▶ [To do]: Using the handbook overview, explain in one to three sentences why reading the book from top to bottom may suit newcomers best.

How do I use the Handbook?

First of all do note the search box on the top left. Once you are more familiar with site the search becomes the simplest way to find what you are looking for.

What is currently covered in the book?

The Handbook is divided into the following sections. We cover both the foundations and their applications to realistic data analysis scenarios.

1. Bioinformatics foundations

  • Data formats and repositories.
  • Sequence alignments.
  • Data visualization.
  • Unix command line usage.

2. Bioinformatics data analysis protocols

  • Genome variation and SNP calling.
  • RNA-seq and gene expression analysis
  • Genome Assembly (coming in 2017)
  • Metagenomics (coming in 2017)
  • ChIP-Seq analysis (coming in 2017)

3. Software tool usage

  • Using short read aligners
  • Using quality control tools
  • Manipulating sequence data

The table of contents on the left allows you to jump to the corresponding sections.

Should all life scientists understand how bioinformatics operates?


The results of bioinformatic analyses are relevant for most areas of study inside the life sciences. Even if a scientist isn't performing the analysis themselves, they need to be familiar with how bioinformatics operates so they can accurately interpret and incorporate the findings of bioinformaticians into their work. All scientists informing their research with bioinformatic insights should understand how it works by studying its principles, methods, and limitations––the majority of which is available for you in this Handbook.

We believe that this book is of great utility even for those that don't plan to run the analysis themselves.

Was the book designed to be read from top to bottom?

This book follows a curricula that teaches practical data analysis for life scientists. We gradually introduce concepts and chapters tend to build on information covered before. For newcomers following top bottom might be the best approach. Yet not all chapters need to be followed in order -- readers may jump ahead to any topic of interest.

Is there a theme to the book?

The book explains most concepts through the task of analyzing the genomic data obtained from the 2014 Ebola virus outbreak in Africa. The data representing 99 sequenced Ebola virus genomes published in the scientific article Genomic surveillance elucidates Ebola virus origin and transmission during the 2014 outbreak is used to demonstrate the data processing and data analysis tasks that a scientist might need to undertake.

What type of computer is required?

All tools and methods presented in this book have been tested and will run on all three major operating systems: MacOS, Linux and Windows 10. See the Computer Setup page.

macOS windows linux

For best results Windows 10 users will need to join the Windows Insider program (a free service offered by Microsoft) that will allow them to install the newest release of "Bash Unix for Windows."

Is there data distributed with the book?

Yes, we have a separate data site at Various chapters will refer to content distributed from this site.

Who is the Handbook for?

The Biostar Handbook provides training and practical instructions for students and scientists interested in data analysis methodologies of genome-related studies. Our goal is to enable readers to perform analyses on data obtained from high throughput DNA sequencing instruments.

All of the Handbook's content is designed to be simple, brief, and geared towards practical application.

Is bioinformatics challenging to learn?

Bioinformatics engages the distinct fields of biology, computer science, and statistical data analysis. Practitioners must navigate the various philosophies, terminologies, and research priorities of these three domains of science while keeping up with the ongoing advances of each.

▶ [Provided records]:
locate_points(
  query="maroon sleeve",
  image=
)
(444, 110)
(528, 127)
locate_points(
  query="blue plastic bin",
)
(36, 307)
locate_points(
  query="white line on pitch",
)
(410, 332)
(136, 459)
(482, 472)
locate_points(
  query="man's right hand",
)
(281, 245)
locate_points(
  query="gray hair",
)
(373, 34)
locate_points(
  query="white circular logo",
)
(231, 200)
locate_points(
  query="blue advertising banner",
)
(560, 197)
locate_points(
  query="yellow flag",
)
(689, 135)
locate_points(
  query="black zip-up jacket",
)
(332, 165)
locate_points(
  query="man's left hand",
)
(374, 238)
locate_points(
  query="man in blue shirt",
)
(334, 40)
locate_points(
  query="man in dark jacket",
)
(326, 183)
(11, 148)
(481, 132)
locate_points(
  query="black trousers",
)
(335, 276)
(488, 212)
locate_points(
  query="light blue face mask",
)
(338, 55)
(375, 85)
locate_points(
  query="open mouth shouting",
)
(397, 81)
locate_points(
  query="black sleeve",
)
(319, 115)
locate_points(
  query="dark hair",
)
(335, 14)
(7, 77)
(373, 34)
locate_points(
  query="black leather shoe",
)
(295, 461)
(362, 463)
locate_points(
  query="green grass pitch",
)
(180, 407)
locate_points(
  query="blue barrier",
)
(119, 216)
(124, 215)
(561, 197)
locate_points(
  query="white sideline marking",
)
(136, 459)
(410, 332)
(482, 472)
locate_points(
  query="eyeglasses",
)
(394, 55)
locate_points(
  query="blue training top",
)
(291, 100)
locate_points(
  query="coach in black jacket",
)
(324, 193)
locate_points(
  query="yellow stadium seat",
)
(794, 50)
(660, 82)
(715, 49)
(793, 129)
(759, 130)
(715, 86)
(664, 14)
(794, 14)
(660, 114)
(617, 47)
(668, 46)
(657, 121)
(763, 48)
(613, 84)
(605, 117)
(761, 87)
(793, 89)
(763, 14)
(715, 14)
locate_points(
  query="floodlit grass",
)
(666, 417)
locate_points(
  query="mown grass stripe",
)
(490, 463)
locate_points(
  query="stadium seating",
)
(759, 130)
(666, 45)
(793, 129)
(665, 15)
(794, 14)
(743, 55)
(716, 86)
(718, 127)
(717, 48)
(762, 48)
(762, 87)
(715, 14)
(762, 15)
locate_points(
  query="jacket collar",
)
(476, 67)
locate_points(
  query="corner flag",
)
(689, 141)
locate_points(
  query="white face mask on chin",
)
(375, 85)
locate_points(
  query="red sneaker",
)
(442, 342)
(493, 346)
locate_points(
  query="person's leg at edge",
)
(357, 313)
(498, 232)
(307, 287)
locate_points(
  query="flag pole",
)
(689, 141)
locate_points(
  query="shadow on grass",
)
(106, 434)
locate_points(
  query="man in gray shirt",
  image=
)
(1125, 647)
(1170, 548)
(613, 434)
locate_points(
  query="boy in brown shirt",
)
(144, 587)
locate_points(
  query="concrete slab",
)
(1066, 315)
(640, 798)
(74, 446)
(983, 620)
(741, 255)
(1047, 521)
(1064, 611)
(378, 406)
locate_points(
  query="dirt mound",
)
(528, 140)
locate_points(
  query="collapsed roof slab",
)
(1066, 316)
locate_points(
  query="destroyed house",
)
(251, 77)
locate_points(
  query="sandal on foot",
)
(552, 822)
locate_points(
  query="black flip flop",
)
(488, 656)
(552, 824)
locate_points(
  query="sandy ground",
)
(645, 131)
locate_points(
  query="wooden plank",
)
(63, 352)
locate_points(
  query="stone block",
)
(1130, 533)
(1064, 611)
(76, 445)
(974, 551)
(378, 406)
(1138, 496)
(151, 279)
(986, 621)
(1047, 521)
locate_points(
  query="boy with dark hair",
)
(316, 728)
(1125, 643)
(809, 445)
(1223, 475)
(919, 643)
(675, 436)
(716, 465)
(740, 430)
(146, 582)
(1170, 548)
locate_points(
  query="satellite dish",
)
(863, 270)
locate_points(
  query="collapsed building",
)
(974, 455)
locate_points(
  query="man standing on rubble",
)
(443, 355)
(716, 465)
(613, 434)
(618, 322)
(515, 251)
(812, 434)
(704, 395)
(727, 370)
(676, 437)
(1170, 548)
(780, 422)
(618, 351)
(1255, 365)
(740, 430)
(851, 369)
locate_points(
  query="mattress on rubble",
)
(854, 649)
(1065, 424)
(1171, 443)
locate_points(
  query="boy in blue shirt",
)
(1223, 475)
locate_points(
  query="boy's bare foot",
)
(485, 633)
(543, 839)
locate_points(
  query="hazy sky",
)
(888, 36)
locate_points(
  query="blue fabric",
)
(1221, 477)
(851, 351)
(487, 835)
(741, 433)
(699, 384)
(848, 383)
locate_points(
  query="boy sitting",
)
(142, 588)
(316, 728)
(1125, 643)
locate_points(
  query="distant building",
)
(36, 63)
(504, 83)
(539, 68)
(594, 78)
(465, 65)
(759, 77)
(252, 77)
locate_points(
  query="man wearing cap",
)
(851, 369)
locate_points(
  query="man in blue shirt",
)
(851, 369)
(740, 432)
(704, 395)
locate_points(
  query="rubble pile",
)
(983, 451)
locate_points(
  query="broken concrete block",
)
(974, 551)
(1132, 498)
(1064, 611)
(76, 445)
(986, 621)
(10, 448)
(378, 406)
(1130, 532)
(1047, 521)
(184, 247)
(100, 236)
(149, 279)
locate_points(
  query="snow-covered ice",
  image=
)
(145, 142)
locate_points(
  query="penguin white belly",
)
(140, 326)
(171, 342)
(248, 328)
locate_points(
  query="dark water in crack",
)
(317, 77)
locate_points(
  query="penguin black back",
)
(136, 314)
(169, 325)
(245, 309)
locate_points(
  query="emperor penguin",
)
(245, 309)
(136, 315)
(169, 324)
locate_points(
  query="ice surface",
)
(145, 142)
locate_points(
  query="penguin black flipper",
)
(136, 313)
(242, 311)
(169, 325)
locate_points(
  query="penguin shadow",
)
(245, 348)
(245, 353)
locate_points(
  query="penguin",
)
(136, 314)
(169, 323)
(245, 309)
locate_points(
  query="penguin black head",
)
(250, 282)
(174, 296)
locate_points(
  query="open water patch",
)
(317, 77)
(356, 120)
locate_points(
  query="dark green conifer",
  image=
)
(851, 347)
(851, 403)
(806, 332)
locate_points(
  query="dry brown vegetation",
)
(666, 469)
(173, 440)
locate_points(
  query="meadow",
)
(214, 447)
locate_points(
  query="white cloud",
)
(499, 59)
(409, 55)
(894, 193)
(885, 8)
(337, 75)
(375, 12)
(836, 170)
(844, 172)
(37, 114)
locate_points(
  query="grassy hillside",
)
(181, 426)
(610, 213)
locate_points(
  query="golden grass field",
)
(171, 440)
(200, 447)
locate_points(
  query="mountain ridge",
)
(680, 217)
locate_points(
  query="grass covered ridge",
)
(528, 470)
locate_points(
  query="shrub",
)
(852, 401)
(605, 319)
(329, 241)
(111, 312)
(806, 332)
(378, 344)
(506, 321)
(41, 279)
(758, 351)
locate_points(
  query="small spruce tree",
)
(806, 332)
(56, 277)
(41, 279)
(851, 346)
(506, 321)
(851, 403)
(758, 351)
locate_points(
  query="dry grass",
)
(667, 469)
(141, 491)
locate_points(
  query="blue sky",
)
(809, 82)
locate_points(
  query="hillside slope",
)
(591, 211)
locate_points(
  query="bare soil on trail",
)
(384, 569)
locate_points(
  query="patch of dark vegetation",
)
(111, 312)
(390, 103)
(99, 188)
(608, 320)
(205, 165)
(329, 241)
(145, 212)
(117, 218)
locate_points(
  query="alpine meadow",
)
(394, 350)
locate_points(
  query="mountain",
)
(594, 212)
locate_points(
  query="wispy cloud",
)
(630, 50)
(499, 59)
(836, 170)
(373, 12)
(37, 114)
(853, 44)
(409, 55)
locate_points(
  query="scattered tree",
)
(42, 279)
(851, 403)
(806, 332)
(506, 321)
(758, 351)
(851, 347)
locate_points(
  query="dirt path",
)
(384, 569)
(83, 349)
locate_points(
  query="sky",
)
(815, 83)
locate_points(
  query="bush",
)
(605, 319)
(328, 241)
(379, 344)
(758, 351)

▶ [Expected answer]: The book follows a curriculum that introduces concepts gradually, and its chapters tend to build on information covered before. Reading in order therefore takes a newcomer through that material in the sequence the book builds it.